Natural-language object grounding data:
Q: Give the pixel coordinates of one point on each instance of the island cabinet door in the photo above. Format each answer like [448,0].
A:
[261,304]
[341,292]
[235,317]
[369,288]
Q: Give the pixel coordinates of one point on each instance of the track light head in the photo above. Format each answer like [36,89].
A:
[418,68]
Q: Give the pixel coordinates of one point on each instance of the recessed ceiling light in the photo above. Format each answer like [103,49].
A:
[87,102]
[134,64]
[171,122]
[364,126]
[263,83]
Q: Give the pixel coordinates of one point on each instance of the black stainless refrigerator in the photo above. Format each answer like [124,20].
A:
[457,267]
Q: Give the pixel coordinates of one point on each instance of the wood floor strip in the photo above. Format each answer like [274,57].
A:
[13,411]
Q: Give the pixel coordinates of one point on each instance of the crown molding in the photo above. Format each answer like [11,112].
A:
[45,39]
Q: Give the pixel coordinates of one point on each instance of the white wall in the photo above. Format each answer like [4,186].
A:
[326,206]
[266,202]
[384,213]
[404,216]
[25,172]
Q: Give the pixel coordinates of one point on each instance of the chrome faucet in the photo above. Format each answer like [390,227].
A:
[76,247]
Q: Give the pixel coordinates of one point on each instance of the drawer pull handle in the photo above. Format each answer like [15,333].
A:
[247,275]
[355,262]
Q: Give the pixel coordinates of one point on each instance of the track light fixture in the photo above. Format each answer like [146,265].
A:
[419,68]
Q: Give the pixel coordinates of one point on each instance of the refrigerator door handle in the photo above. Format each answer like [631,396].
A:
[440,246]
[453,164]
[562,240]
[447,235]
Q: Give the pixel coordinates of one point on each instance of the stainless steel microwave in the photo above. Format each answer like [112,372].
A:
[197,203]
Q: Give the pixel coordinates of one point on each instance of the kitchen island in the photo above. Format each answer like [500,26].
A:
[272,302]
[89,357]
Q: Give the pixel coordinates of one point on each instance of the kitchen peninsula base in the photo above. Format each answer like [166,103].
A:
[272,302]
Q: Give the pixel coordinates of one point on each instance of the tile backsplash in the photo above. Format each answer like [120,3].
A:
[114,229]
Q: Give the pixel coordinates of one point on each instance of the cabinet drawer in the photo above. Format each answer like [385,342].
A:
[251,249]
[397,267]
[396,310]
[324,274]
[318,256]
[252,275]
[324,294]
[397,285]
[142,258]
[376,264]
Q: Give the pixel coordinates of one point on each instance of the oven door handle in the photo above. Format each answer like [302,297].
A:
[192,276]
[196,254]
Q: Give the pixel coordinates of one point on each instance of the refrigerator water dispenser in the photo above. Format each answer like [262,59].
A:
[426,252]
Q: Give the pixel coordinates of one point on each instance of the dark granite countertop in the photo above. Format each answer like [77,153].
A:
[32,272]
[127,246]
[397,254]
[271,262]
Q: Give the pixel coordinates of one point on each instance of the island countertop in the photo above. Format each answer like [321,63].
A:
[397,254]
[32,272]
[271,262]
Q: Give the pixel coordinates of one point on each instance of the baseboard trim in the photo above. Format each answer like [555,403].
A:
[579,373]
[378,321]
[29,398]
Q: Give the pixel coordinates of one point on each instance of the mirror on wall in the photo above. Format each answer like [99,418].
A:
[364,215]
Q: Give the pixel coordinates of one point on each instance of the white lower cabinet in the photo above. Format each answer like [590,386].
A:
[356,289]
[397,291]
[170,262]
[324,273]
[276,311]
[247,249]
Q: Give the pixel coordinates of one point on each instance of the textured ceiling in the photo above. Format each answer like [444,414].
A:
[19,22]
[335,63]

◆ **WORK ORDER**
Your answer must be an exact copy of every record.

◆ **ANSWER SPACE**
Q: Give the pixel coordinates of one point on each instance of the island cabinet door in the photo above. Format each answer like [448,0].
A:
[261,304]
[341,292]
[235,317]
[369,288]
Q: Give the pixel coordinates of one point on each instance of the track light head in the photo above. Format each answer like [36,89].
A:
[418,68]
Q: Give the pixel coordinates of one point on each instance of the recessed ceiling light in the photo above. Format each answer like [103,49].
A:
[87,102]
[134,64]
[171,122]
[364,126]
[263,83]
Q: Give the pixel coordinates of one point on each instance of the black stainless refrigerator in the photo above. Format each answer like [124,20].
A:
[457,267]
Q: Give the pixel coordinates of one point on each instance of the wood floor strip in the photo above. Format each answer like [274,57].
A:
[13,411]
Q: Give the pixel coordinates of one point on each instance of the crown molding in the photo above. Format each answer like [11,112].
A:
[45,39]
Q: Give the pixel coordinates of one point on each instance of the white wall in the photo above. Format each answer like [4,186].
A:
[326,206]
[266,202]
[384,213]
[404,216]
[25,172]
Q: Give the pixel coordinates of one point on each instance of the chrome faucet in the photo above. Format each answer like [390,227].
A:
[76,247]
Q: Give the pixel coordinates of one point on each instance of the drawer pull handle in the photo above. Format each answer like [15,333].
A:
[247,275]
[355,262]
Q: Give the pixel coordinates of one point on each instance of the track light fixture in the photo above. Format each answer like [146,265].
A:
[419,68]
Q: Give the pixel coordinates of one point on each instance of the refrigerator door handle in the photo above. Format each answer like [631,396].
A:
[440,246]
[453,164]
[562,240]
[447,235]
Q: Give the pixel coordinates of one point on each instance of the stainless steel microwave in the photo above. Format each answer like [112,372].
A:
[197,203]
Q: Give the pixel coordinates of one point on each instance of the kitchen island in the photo above. Format each answer like [500,26].
A:
[272,302]
[89,357]
Q: Give the pixel coordinates of one point on each instance of the kitchen peninsula base in the photo above. Format each answer like [166,103].
A:
[272,302]
Q: Give the pixel coordinates of one point on each instance of the tile backsplash in the photo above. Format each answer like [120,3].
A:
[114,229]
Q: Give the pixel coordinates of one point on each instance of the cabinet drawer in the photo above. Format each answer like [385,342].
A:
[251,249]
[397,267]
[396,310]
[324,274]
[318,256]
[252,275]
[324,294]
[397,285]
[142,258]
[376,264]
Q: Give the pixel coordinates of one point on each instance of the oven door handle in the photo above. Format each answer like [302,297].
A:
[192,276]
[196,254]
Q: Give the pixel coordinates of one point on each instance of the refrigerator water dispenser in the photo above. Format each answer like [262,59].
A:
[426,252]
Q: Give the pixel coordinates of one point on each instance of the dark granite countertop in the photo above. Format each answer like [77,153].
A:
[32,272]
[127,246]
[397,254]
[271,262]
Q: Give the pixel coordinates of one point on each instance of the island countertop in the photo above. Format each answer like [321,63].
A:
[397,254]
[32,272]
[271,262]
Q: Give the pixel coordinates of one point on each instance of the baseboard trim in the photo above. Format each answer like [555,403].
A:
[579,373]
[378,321]
[29,398]
Q: Give the pixel coordinates of one point on each instance of the mirror on wall in the photo above. Format each answer like [99,418].
A:
[364,215]
Q: Give the pixel coordinates of one point on each instance of the white lower cabinet in the photo above. Format each answer like [590,386].
A:
[356,289]
[397,291]
[170,262]
[324,273]
[276,311]
[247,249]
Q: Give the pixel coordinates of one point on each instance of the textured ceiling in the photo above. Format each answer like [444,414].
A:
[19,22]
[335,63]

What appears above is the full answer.